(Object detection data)
* Begin *

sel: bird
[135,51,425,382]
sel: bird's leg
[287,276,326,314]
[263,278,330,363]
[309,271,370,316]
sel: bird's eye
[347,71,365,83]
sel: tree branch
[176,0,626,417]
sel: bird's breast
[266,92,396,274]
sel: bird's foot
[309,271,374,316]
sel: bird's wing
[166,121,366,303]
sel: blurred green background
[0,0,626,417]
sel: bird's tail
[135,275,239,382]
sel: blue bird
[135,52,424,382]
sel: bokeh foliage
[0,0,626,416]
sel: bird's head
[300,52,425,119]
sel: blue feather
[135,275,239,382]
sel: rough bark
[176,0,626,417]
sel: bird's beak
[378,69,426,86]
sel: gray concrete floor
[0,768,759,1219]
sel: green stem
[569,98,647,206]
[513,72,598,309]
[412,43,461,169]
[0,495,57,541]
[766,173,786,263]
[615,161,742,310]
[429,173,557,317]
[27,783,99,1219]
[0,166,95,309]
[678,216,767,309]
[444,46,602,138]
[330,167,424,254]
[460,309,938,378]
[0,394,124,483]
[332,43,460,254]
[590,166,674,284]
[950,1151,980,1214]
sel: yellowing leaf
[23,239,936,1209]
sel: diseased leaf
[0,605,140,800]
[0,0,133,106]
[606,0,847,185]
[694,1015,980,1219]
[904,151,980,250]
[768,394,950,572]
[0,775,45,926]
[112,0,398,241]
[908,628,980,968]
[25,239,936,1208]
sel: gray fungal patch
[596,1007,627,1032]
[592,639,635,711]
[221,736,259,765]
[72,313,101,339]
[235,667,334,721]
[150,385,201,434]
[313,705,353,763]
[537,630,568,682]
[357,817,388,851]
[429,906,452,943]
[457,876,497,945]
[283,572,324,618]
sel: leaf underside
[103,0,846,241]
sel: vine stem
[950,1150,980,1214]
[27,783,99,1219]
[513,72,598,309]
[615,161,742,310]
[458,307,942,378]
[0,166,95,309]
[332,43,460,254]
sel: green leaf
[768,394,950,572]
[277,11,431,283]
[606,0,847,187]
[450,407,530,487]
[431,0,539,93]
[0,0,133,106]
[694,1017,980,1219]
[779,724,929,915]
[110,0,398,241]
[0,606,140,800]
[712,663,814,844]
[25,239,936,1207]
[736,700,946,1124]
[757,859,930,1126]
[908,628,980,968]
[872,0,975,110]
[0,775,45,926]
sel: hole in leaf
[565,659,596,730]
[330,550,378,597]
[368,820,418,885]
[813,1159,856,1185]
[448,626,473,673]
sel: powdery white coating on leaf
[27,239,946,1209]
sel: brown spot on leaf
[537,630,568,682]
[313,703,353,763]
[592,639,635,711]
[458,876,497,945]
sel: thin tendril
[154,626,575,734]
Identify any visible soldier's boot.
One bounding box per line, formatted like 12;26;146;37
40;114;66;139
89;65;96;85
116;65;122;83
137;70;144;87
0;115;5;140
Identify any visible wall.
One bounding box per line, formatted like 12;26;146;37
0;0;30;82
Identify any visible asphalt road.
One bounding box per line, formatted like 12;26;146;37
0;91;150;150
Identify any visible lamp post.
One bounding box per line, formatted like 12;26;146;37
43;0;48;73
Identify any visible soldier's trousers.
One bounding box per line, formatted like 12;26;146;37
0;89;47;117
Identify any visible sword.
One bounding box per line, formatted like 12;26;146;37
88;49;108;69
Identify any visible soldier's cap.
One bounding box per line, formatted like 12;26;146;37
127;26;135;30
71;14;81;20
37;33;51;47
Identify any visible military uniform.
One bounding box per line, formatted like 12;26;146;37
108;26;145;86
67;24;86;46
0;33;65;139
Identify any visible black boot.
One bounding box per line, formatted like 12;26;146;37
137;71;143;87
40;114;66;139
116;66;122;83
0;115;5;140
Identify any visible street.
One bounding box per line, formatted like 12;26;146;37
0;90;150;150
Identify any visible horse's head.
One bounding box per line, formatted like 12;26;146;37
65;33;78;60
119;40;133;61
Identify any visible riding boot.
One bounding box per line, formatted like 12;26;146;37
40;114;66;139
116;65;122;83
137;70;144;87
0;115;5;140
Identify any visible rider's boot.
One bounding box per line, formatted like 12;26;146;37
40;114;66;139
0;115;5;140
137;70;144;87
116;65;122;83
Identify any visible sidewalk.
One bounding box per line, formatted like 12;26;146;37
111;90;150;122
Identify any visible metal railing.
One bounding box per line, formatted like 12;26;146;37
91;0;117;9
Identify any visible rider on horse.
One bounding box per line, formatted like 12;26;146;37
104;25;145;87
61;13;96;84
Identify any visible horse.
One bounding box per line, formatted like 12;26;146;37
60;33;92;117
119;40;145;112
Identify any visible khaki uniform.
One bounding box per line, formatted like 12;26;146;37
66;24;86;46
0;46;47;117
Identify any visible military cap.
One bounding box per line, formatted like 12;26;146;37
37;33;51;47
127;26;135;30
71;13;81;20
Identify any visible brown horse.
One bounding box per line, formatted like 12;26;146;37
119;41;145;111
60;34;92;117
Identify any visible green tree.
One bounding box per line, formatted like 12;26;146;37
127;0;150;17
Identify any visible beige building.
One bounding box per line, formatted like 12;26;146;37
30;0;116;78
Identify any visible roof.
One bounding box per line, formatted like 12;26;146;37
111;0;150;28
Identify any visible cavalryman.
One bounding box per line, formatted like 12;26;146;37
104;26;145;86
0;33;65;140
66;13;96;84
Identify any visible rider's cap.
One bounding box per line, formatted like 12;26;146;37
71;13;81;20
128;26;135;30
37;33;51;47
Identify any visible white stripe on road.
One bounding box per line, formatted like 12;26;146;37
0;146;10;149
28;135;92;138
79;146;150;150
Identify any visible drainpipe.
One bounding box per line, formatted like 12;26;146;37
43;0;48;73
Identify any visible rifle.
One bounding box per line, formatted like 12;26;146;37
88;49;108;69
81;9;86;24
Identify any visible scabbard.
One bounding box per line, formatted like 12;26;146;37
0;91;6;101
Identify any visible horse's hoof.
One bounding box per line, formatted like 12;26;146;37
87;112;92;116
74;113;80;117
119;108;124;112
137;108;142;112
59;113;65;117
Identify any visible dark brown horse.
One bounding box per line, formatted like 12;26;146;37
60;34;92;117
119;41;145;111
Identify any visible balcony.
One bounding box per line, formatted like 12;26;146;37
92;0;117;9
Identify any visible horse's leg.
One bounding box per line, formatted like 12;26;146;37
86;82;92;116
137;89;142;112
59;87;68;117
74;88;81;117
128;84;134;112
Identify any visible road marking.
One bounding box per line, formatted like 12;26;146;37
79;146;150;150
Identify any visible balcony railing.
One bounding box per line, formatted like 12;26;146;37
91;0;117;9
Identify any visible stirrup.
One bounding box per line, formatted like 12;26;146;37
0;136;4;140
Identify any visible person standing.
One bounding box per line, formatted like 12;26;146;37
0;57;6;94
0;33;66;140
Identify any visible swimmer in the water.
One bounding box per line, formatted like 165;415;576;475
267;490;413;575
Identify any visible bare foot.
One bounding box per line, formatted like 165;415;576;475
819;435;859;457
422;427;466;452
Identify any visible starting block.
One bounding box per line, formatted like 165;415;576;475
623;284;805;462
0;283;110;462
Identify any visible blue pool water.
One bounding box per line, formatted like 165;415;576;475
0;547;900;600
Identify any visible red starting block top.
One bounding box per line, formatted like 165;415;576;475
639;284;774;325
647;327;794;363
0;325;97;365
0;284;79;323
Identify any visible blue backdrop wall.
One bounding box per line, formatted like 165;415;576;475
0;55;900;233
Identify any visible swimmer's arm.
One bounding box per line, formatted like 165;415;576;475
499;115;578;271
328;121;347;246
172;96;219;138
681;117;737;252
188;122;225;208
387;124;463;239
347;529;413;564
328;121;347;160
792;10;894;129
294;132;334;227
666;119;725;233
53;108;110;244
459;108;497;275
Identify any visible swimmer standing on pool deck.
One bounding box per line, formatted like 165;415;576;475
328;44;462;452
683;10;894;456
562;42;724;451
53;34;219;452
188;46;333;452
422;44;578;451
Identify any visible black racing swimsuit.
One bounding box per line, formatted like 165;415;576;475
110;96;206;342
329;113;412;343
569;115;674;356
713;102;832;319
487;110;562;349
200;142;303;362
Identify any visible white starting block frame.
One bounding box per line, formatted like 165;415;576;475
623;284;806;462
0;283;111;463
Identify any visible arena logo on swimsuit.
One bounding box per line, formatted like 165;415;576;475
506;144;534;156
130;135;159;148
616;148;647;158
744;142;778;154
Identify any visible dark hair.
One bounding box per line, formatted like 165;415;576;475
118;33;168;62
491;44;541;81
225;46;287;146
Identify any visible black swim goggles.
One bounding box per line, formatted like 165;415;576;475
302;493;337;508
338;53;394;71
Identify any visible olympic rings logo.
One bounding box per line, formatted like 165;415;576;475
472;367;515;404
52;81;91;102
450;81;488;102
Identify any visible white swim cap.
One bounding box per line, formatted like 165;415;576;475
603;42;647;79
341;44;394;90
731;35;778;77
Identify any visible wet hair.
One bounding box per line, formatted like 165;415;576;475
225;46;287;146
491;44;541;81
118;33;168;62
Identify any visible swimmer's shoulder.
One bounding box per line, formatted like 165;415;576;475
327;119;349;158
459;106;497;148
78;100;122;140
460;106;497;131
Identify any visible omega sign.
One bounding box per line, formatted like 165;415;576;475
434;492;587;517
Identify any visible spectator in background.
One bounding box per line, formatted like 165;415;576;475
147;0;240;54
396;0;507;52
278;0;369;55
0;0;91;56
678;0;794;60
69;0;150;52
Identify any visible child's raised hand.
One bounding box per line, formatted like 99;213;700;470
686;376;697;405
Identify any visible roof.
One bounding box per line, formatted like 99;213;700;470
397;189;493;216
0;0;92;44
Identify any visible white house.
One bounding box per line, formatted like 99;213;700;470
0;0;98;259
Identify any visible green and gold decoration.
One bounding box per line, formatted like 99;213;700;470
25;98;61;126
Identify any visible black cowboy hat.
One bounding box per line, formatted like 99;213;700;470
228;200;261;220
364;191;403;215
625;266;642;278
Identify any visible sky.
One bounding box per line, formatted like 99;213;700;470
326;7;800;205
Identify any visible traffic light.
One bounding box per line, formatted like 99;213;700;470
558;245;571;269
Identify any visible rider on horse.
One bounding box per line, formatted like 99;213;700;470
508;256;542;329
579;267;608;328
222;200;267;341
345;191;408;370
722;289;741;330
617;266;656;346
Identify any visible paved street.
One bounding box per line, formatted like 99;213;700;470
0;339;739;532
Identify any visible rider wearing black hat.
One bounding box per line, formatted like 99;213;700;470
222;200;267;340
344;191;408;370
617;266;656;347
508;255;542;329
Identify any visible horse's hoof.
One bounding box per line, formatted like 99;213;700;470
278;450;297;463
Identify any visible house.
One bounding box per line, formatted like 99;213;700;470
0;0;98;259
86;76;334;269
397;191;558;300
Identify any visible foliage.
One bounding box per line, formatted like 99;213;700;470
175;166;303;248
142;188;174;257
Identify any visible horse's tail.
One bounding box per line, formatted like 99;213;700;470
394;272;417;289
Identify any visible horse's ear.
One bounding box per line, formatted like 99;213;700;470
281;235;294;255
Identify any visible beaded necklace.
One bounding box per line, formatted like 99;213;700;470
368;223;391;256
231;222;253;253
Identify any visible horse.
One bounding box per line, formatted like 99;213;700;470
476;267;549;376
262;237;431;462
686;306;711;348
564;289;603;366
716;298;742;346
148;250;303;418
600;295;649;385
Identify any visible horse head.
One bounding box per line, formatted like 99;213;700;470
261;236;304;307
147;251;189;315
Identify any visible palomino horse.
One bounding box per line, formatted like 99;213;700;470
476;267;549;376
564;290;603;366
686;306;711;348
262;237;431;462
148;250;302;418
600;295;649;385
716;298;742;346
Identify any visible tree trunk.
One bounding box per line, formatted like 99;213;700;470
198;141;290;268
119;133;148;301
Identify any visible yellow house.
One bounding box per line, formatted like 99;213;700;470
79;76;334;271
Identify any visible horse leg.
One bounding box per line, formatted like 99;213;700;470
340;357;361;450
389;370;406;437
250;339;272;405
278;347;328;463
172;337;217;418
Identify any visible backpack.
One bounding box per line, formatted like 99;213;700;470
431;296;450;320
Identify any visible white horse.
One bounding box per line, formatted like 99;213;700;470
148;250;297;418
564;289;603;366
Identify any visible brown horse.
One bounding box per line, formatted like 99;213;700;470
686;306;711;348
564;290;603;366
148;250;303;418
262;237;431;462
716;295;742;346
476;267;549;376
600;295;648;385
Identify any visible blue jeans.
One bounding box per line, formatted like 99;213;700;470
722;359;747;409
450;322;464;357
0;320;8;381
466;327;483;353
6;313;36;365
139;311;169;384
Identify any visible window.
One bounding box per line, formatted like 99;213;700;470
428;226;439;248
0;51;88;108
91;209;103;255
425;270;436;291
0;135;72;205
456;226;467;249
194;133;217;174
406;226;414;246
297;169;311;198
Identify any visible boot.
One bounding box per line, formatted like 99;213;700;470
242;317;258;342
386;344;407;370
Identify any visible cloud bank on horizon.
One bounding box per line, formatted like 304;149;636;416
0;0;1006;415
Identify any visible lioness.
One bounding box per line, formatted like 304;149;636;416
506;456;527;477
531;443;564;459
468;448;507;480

* End *

▶ [WRITTEN REQUEST] Rewrite the stretch of entries from the line containing "sel: bird's leg" through the line containing "[0,0,626,417]" as a numbered list, leaving out any blank lines.

▶ [RESPONSE TO THE TASK]
1. sel: bird's leg
2. [287,276,326,314]
3. [263,278,330,363]
4. [309,271,370,316]
5. sel: bird's eye
6. [347,71,365,83]
7. sel: tree branch
8. [176,0,626,417]
9. sel: bird's breast
10. [266,92,396,274]
11. sel: bird's foot
12. [309,271,374,316]
13. sel: bird's wing
14. [166,121,366,303]
15. sel: blurred green background
16. [0,0,626,417]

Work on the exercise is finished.